Exercise instructions |
Change "single dot apiece" to "single point each" everywhere it appears in the items below, and give back all the lines with nothing else altered.

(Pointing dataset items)
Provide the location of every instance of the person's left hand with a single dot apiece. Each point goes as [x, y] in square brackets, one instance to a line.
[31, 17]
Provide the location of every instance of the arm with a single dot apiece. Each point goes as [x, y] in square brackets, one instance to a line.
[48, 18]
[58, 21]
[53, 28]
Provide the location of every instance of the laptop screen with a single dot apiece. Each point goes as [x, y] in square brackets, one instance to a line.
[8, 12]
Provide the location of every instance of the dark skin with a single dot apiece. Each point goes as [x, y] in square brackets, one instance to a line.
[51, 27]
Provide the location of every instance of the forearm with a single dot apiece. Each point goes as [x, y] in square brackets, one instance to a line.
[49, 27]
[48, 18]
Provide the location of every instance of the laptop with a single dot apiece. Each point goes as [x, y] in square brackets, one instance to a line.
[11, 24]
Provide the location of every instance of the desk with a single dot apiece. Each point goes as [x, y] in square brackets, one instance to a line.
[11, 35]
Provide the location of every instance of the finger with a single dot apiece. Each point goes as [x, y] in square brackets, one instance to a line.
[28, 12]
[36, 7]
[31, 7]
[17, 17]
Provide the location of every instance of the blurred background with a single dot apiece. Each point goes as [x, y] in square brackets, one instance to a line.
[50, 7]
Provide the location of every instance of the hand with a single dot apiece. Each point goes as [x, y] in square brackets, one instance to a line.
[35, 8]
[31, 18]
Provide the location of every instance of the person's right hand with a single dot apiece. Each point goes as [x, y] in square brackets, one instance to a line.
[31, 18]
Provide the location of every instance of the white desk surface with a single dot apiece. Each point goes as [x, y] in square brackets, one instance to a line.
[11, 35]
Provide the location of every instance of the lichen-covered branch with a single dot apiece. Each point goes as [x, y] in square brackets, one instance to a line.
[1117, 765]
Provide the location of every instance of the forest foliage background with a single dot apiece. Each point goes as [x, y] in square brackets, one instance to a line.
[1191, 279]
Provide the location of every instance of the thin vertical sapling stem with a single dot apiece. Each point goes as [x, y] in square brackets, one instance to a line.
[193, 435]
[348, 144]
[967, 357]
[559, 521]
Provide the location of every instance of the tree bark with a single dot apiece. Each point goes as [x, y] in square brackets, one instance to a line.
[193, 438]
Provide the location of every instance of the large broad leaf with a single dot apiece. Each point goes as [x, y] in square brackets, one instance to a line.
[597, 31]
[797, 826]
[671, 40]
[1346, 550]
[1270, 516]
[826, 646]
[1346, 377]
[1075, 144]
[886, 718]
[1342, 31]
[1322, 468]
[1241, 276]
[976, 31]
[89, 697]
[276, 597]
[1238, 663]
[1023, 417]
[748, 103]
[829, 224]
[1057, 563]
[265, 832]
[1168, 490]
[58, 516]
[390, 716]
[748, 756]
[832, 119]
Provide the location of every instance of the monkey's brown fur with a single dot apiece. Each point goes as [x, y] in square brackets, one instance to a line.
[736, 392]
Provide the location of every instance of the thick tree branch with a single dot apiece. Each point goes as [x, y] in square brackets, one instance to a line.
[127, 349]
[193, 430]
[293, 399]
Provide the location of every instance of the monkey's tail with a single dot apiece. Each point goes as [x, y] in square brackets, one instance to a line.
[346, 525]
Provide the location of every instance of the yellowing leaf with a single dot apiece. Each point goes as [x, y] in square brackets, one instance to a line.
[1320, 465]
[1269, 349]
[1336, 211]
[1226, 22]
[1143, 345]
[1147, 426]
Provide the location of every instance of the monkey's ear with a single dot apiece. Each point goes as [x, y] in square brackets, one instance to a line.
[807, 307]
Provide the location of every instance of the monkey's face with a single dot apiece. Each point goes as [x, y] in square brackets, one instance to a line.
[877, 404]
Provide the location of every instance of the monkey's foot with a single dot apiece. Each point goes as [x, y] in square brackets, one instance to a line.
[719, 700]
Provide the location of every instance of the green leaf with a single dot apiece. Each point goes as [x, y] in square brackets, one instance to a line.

Task output |
Provide the location of every instance of the person's left hand with a single point each. Each point goes as [x, y] in square brackets, one instance to a line.
[31, 17]
Provide the location of every instance of the arm with a single point each. Each point goes as [x, y] in square brackets, one instance to a line.
[48, 18]
[58, 21]
[53, 28]
Provide the location of every instance of the laptop screen with a single point each. Each point goes as [x, y] in square brackets, one instance to a line.
[8, 12]
Provide the location of every instance of the dark skin with a single point each. Each point goes as [x, y] in square brackets, one instance to a line.
[51, 27]
Provide the location of every instance of the forearm with a single point each. Each point goes as [x, y] in square brackets, one instance to a line.
[49, 27]
[48, 18]
Provide the location of every instance of the laptop with a single point each. Each point goes as [x, y] in square brackets, one instance to a line.
[11, 24]
Provide the location of every instance of the desk with a single point each. Each point goes as [x, y] in square brackets, one instance to a line.
[11, 35]
Provide the location of every instance of the finger with a single point each. Each point goes as [x, y] in square brackets, one instance to a line.
[28, 12]
[36, 7]
[31, 7]
[17, 17]
Provide the location of every instance of the blurred background with a single point each. Each point goes as [x, y] in square brackets, one instance to a line.
[50, 7]
Provide the location of every instance of the hand with a single point each. Each point goes as [x, y] in square brackets, one instance to a line.
[35, 8]
[31, 18]
Provide the location of every instance of the person's right hand with a single point each. Each point goes as [x, y] in square brackets, one instance to a line.
[31, 18]
Provide the location of every instance of the white desk surface with a single point each. Each point goes as [x, y] in square brackets, one instance to a line.
[11, 35]
Provide the location of every instance of the lichen-covered branch with a single point each. Each point goes as [x, y] in square brackets, one instance to a line.
[1117, 765]
Provide the location of every instance of the forest foliage background with a single point each. Each point goes as [x, y] in square brackets, one instance to a line.
[1191, 279]
Provide the location of every instance of the thin vertical sapling stem with a single point each. Each point goes as [x, y] in square brackets, one instance to a line.
[193, 435]
[348, 144]
[967, 357]
[559, 521]
Provide the location of every instance of the tree bark with a single point each. Each point goes as [x, y] in square brackets, one instance to a line.
[193, 438]
Provide the location of every instance of the large broad leaf with a single point each. Each point goes as [x, y] in square brackets, one instance to a line.
[597, 31]
[797, 826]
[671, 40]
[1346, 550]
[1270, 516]
[826, 646]
[1346, 377]
[1075, 144]
[886, 718]
[1342, 31]
[1322, 468]
[1241, 276]
[976, 31]
[89, 697]
[276, 597]
[1238, 663]
[1023, 417]
[748, 103]
[829, 224]
[1057, 563]
[265, 832]
[1168, 490]
[58, 516]
[390, 716]
[748, 756]
[832, 119]
Provide the location of every instance of the monkey's brown fur with a single point each. Each point goes as [x, y] in square brackets, one instance to a line.
[736, 392]
Provide the location of every instance of the thick tree branch with a single point each. Each point goes as [x, y] in square brackets, one instance to a line.
[127, 349]
[193, 430]
[293, 399]
Provide the location of every instance of the monkey's tail with a single point each. Each point goes as [x, y] in square brackets, one instance to a line.
[346, 525]
Provide the location of every instance of the yellowing leaf with a single point each. Each point goes as [x, y] in square brackets, one instance to a line.
[1320, 465]
[1269, 349]
[1336, 211]
[1226, 22]
[1143, 345]
[1147, 426]
Provide the location of every instance of the monkey's ear with a single point each. Each point goes as [x, y] in square brackets, one instance to a line.
[807, 307]
Provide the location of every instance of the monkey's face with a single point each. Each point goes as [x, y] in square brackets, one instance to a line.
[877, 404]
Provide the location of every instance of the monkey's foot with a single point each. Each point goes as [x, y] in square brackets, one instance to a line.
[719, 700]
Provide the location of every instance of the green leaf with a single point each. Each point goes as [x, y] in square brackets, one instance to a line.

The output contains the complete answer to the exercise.